── The input

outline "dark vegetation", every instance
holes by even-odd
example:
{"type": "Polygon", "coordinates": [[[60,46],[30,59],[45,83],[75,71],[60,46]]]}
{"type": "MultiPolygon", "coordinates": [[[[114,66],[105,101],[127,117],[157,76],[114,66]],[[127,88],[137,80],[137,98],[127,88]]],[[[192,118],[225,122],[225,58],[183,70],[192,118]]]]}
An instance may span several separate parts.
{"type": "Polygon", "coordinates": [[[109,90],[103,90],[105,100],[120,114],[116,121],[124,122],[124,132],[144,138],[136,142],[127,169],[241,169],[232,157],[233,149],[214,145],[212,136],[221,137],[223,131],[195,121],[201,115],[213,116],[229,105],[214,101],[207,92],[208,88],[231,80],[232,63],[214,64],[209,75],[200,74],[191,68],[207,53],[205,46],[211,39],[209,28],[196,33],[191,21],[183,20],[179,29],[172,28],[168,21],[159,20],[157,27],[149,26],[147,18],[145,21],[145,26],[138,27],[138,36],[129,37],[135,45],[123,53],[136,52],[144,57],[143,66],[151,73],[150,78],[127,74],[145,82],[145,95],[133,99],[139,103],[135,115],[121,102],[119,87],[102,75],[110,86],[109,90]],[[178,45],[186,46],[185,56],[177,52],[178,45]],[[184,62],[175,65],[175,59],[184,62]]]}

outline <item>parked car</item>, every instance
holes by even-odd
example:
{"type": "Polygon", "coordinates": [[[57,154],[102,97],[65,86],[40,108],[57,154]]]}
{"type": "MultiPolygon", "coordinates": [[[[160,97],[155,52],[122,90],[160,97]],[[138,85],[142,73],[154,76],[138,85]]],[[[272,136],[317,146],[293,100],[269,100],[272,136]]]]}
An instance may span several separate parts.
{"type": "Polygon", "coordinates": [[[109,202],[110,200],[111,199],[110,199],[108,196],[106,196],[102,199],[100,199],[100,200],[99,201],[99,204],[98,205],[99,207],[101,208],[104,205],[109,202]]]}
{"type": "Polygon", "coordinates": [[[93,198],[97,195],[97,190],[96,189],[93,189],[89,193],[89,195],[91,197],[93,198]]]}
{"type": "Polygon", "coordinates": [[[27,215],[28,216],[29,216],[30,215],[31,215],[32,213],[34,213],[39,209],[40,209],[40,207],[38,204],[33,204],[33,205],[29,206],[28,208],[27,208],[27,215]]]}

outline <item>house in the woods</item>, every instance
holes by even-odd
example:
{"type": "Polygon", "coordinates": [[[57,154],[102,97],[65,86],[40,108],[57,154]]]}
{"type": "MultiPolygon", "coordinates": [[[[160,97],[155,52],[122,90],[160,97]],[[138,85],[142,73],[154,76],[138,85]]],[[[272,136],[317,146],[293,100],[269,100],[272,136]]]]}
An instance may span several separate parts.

────

• **Goal**
Without leaving anything out, quote all the data.

• **Output below**
outline "dark vegetation", every instance
holes by even-odd
example:
{"type": "Polygon", "coordinates": [[[60,46],[30,59],[45,83],[75,71],[60,46]]]}
{"type": "MultiPolygon", "coordinates": [[[[114,66],[105,101],[127,117],[157,76],[114,66]],[[127,88],[137,80],[137,98],[127,88]]],[[[192,118],[225,122],[225,58],[183,70],[192,118]]]]}
An instance may span several separate parts.
{"type": "Polygon", "coordinates": [[[109,90],[103,90],[105,100],[120,114],[116,121],[124,122],[124,132],[144,138],[136,142],[127,169],[241,169],[232,157],[233,149],[214,145],[212,136],[221,137],[223,131],[195,121],[201,115],[213,116],[229,105],[214,101],[207,92],[208,88],[231,80],[232,63],[214,64],[209,75],[200,74],[191,68],[207,53],[205,46],[211,39],[209,28],[196,33],[191,21],[183,20],[179,29],[172,28],[168,21],[159,20],[157,27],[149,26],[147,18],[145,21],[145,26],[138,27],[138,36],[129,37],[135,45],[123,53],[136,52],[144,57],[143,66],[151,73],[150,78],[127,74],[145,82],[145,95],[133,99],[139,103],[135,115],[121,102],[119,87],[102,75],[110,86],[109,90]],[[178,45],[186,46],[185,56],[177,52],[178,45]],[[184,62],[175,65],[175,59],[184,62]]]}

outline <item>parked car</item>, every instance
holes by even-odd
example:
{"type": "Polygon", "coordinates": [[[57,154],[102,97],[65,86],[40,108],[57,154]]]}
{"type": "MultiPolygon", "coordinates": [[[[160,97],[155,52],[122,90],[160,97]],[[138,85],[142,73],[154,76],[138,85]]],[[[272,136],[317,146],[293,100],[269,100],[272,136]]]]}
An instance may span several separate parts.
{"type": "Polygon", "coordinates": [[[109,202],[110,200],[111,199],[110,199],[108,196],[106,196],[102,199],[100,199],[100,200],[99,201],[99,204],[98,205],[99,207],[101,208],[104,205],[109,202]]]}
{"type": "Polygon", "coordinates": [[[93,198],[97,195],[97,190],[96,189],[93,189],[89,193],[89,195],[91,197],[93,198]]]}
{"type": "Polygon", "coordinates": [[[27,215],[28,216],[29,216],[30,215],[31,215],[32,213],[34,213],[39,209],[40,209],[40,207],[38,204],[33,204],[33,205],[29,206],[28,208],[27,208],[27,215]]]}

outline <item>house in the woods</item>, every instance
holes by even-odd
example:
{"type": "Polygon", "coordinates": [[[57,154],[102,97],[65,86],[40,108],[57,154]]]}
{"type": "MultiPolygon", "coordinates": [[[[160,97],[155,52],[122,90],[160,97]],[[138,85],[142,73],[154,76],[138,85]]],[[[272,136],[317,146],[293,100],[269,100],[272,136]]]]}
An instance may span several separate parts.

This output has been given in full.